### Text for analysis
==================================================

Cultural change can come about due to the environment, to inventions (and other internal influences), and to contact with other cultures. For example, the end of the last ice age helped lead to the invention of agriculture, which in its turn brought about many cultural innovations.
In diffusion, the form of something moves from one culture to another, but not its meaning. For example, hamburgers, mundane in the United States, seemed exotic when introduced into China. Stimulus diffusion refers to an element of one culture leading to an invention in another. Diffusions of innovations theory presents a research-based model for why and when individuals and cultures adopt new ideas, practices, and products.
Acculturation has different meanings, but in this context refers to replacement of the traits of one culture with those of another, such as happened to certain Native American tribes and to many indigenous peoples across the globe during the process of colonization.
Related processes on an individual level include assimilation (adoption of a different culture by an individual) and transculturation.

==================================================

### Source records
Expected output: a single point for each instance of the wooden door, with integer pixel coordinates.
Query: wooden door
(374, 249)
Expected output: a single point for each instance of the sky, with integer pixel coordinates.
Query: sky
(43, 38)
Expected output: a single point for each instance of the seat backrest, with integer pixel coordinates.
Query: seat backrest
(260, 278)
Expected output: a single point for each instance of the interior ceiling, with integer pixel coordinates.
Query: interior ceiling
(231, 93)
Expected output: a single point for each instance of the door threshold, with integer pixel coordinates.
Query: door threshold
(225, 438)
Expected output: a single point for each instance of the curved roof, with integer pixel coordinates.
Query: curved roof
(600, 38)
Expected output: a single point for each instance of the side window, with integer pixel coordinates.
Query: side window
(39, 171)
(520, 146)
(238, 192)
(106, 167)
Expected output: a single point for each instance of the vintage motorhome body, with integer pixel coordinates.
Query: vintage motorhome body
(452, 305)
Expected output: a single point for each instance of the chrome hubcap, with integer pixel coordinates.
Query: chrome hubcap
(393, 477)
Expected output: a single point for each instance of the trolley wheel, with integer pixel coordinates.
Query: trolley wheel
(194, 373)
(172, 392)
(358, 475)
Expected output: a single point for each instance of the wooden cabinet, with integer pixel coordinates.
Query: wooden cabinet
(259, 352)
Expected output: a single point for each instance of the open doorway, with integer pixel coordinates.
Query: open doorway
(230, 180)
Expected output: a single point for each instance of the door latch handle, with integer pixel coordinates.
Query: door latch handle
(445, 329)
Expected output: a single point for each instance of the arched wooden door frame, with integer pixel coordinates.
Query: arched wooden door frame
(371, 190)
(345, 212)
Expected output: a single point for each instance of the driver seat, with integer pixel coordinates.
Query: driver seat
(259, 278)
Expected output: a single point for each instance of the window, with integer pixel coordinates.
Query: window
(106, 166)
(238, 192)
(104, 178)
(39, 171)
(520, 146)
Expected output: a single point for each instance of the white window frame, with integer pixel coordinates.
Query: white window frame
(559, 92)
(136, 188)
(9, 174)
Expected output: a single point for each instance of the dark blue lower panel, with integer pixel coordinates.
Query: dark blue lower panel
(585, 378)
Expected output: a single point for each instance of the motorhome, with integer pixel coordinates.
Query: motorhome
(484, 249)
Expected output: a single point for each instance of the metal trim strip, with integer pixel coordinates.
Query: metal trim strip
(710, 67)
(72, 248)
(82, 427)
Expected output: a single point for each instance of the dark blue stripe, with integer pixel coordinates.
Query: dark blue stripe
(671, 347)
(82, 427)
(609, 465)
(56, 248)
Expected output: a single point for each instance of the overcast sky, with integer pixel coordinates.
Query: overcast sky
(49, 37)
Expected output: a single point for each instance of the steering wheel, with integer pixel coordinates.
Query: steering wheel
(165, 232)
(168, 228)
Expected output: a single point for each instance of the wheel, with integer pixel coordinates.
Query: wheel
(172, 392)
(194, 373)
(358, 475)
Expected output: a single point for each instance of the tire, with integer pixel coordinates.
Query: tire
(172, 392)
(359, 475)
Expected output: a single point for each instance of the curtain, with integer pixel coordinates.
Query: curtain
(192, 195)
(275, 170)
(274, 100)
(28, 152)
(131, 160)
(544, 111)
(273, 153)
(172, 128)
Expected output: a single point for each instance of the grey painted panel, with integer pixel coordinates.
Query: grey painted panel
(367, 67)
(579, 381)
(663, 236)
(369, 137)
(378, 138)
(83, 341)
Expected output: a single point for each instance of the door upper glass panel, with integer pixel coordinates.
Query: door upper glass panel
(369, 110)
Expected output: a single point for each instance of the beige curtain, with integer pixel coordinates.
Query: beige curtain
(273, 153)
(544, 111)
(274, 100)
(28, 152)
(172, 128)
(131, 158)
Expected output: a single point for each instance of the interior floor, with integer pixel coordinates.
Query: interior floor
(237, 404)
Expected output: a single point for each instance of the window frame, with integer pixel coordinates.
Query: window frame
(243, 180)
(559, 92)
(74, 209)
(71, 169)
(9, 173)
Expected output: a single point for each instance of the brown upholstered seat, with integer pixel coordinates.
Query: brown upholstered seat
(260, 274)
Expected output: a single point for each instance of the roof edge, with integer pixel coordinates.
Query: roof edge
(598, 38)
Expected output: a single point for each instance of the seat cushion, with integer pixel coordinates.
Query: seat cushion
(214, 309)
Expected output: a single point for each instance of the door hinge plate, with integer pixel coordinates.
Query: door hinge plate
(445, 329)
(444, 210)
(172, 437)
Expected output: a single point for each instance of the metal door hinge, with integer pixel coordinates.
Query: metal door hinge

==================================================

### Work task
In the passage on cultural change, quote the part from "In diffusion, the" to "individual) and transculturation." word for word.

### Exercise solution
In diffusion, the form of something moves from one culture to another, but not its meaning. For example, hamburgers, mundane in the United States, seemed exotic when introduced into China. Stimulus diffusion refers to an element of one culture leading to an invention in another. Diffusions of innovations theory presents a research-based model for why and when individuals and cultures adopt new ideas, practices, and products.
Acculturation has different meanings, but in this context refers to replacement of the traits of one culture with those of another, such as happened to certain Native American tribes and to many indigenous peoples across the globe during the process of colonization.
Related processes on an individual level include assimilation (adoption of a different culture by an individual) and transculturation.